**WHAT THIS TASK INVOLVES**
Set down the entire article on Canada's reserve system below, word for word.

Upgrading Canada’s Ancient Apartheid: Segregation That Settler Colonialists Can Live With
Aerial view of Shamattawa, 2020 (credits: Austin Grabish/CBC).
In a recent Winnipeg Free Press column Tom Brodbeck remarks, “Considering the extreme harm colonial governments in Canada have perpetrated against Indigenous people over the past 150 years, one would think this country could at least provide First Nations with clean drinking water.”
Brodbeck is specifically referring to the remote reserve of Shamattawa in northern Manitoba. Shamattawa is one of the most-challenged reserves in Canada and has been notoriously plagued with social pathologies for decades. Only accessible by air or winter road, providing any sort of materials and services is costly and logistically difficult. Yet, as Brodbeck notes: “Economic development is lacking on reserves. In many cases, it is virtually non-existent.” Shamattawa is a case of the latter.
Brodbeck doesn’t make the connection between location, the reserve system and why economic development is negligible. If everything costs more to ship it to Shamattawa, then anything Shamattawa produces from those materials will cost more than similar goods produced elsewhere. The local market is small and population growth outside of residing band members is limited by laws concerning use and occupation of reserve lands and the disposition of the band council, which controls housing and membership.
Indian reserves exist because they are a feature of Canada’s ancient apartheid, a benevolent segregation of Indians from the settlers to places where the Indigenous people could continue their traditional ways in lands reserved for them. This was conceivable at a time when Canada was sparsely populated nor entirely confederated. The separate status of being ‘Indian’ stems back to the Royal Proclamation of 1763. Both Canada and the United States have essentially grandfathered in this British jurisprudence. The U.S., however, has no remote reserves like Shamattawa.

**EXTRACTED ENTRIES**
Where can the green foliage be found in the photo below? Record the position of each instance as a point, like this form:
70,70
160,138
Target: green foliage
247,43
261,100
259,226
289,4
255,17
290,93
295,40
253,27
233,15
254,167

**TASK RESPONSE**
Upgrading Canada’s Ancient Apartheid: Segregation That Settler Colonialists Can Live With
Aerial view of Shamattawa, 2020 (credits: Austin Grabish/CBC).
In a recent Winnipeg Free Press column Tom Brodbeck remarks, “Considering the extreme harm colonial governments in Canada have perpetrated against Indigenous people over the past 150 years, one would think this country could at least provide First Nations with clean drinking water.”
Brodbeck is specifically referring to the remote reserve of Shamattawa in northern Manitoba. Shamattawa is one of the most-challenged reserves in Canada and has been notoriously plagued with social pathologies for decades. Only accessible by air or winter road, providing any sort of materials and services is costly and logistically difficult. Yet, as Brodbeck notes: “Economic development is lacking on reserves. In many cases, it is virtually non-existent.” Shamattawa is a case of the latter.
Brodbeck doesn’t make the connection between location, the reserve system and why economic development is negligible. If everything costs more to ship it to Shamattawa, then anything Shamattawa produces from those materials will cost more than similar goods produced elsewhere. The local market is small and population growth outside of residing band members is limited by laws concerning use and occupation of reserve lands and the disposition of the band council, which controls housing and membership.
Indian reserves exist because they are a feature of Canada’s ancient apartheid, a benevolent segregation of Indians from the settlers to places where the Indigenous people could continue their traditional ways in lands reserved for them. This was conceivable at a time when Canada was sparsely populated nor entirely confederated. The separate status of being ‘Indian’ stems back to the Royal Proclamation of 1763. Both Canada and the United States have essentially grandfathered in this British jurisprudence. The U.S., however, has no remote reserves like Shamattawa.